# Task brief
How many lines of the listing below contain "clicks"? State the number alone.

☆ ☆ ☆ ☆

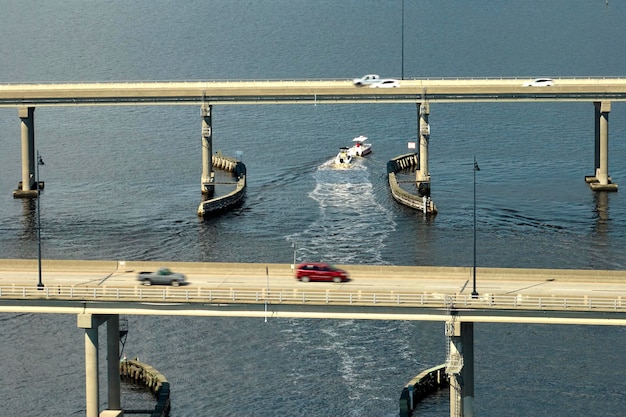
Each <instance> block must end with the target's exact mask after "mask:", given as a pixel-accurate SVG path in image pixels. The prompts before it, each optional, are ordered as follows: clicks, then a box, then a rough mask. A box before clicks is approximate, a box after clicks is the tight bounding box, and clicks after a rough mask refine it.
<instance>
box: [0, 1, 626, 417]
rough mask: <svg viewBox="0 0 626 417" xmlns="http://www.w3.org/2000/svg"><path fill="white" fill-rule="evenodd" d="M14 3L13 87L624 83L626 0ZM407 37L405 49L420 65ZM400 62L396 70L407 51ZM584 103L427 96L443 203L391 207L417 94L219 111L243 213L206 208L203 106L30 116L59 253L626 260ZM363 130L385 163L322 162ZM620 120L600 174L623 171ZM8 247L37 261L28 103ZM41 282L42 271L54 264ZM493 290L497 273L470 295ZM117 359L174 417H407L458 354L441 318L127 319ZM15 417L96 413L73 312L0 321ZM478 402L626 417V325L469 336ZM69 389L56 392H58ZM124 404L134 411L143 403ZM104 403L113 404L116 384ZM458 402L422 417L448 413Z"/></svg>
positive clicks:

☆ ☆ ☆ ☆

# Output for this task
2